Tucker, Georgia                                  Up to $200,000 Principal Amount
November 26, 1997

                         DEMAND SECURED PROMISSORY NOTE

        FOR VALUE RECEIVED, the undersigned ("Borrower") promises to pay to the
order of the persons (individually, a "Lender," and collectively, the "Lenders")
named on Schedule I, as such Schedule may be amended from time to time pursuant
hereto ("Schedule I"), at their respective addresses set forth on Schedule I or
at such other place or places as the respective Lenders may from time to time
designate with respect to themselves, the aggregate principal sum of TWO HUNDRED
THOUSAND and NO/100 Dollars ($200,000.00), or such lesser principal amount as
may be advanced from time to time to Borrower by the Lenders and set forth on
Schedule I, together with interest thereon at the rate or rates hereafter
specified and any and all other sums which may be owing to the Lenders by
Borrower pursuant to this Promissory Note. The Borrower shall pay to each Lender
the principal amounts set forth by such Lender's name on Schedule I, plus
interest, under the terms and conditions of this Promissory Note.

1.      INTEREST. From the date hereof until all sums due hereunder, including
        principal, interest, charges, fees and expenses are paid in full, the
        principal amount outstanding from time to time pursuant to this
        Promissory Note shall bear interest at the fixed per annum rate of 10%.

2.      CALCULATION  OF INTEREST.  Interest shall be calculated on the basis of 
        a 360 day year applied to the actual days on which there exists an 
        unpaid balance hereunder.

3.      REPAYMENT. BORROWER SHALL MAKE PAYMENTS OF PRINCIPAL AND ALL UNPAID
        INTEREST, EXPENSES, CHARGES AND OTHER FEES IN FULL TO A LENDER ON DEMAND
        BY SUCH LENDER, WHICH MAY BE MADE AT ANY TIME, WITHOUT NOTICE, AND
        WITHOUT REGARD TO WHETHER A DEFAULT HAS OCCURRED. No Lender shall have
        the right to demand or require that payment be made to any other Lender.

## Tasks for this exercise
(A) Could you copy the promissory note word for word, starting at "named on Schedule" and ending at "of this Promissory Note."?
(B) What fixed annual interest rate does the promissory note set on the outstanding principal?

## Information shown
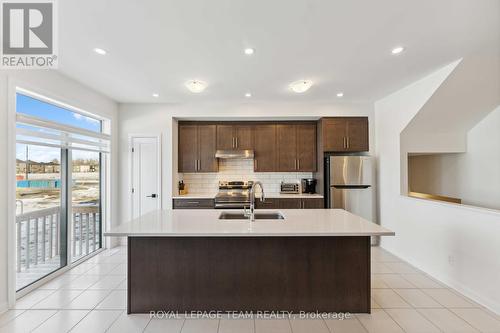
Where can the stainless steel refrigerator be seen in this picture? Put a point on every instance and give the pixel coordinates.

## The answers
(A)
named on Schedule I, as such Schedule may be amended from time to time pursuant
hereto ("Schedule I"), at their respective addresses set forth on Schedule I or
at such other place or places as the respective Lenders may from time to time
designate with respect to themselves, the aggregate principal sum of TWO HUNDRED
THOUSAND and NO/100 Dollars ($200,000.00), or such lesser principal amount as
may be advanced from time to time to Borrower by the Lenders and set forth on
Schedule I, together with interest thereon at the rate or rates hereafter
specified and any and all other sums which may be owing to the Lenders by
Borrower pursuant to this Promissory Note. The Borrower shall pay to each Lender
the principal amounts set forth by such Lender's name on Schedule I, plus
interest, under the terms and conditions of this Promissory Note.

(B) 10% per year.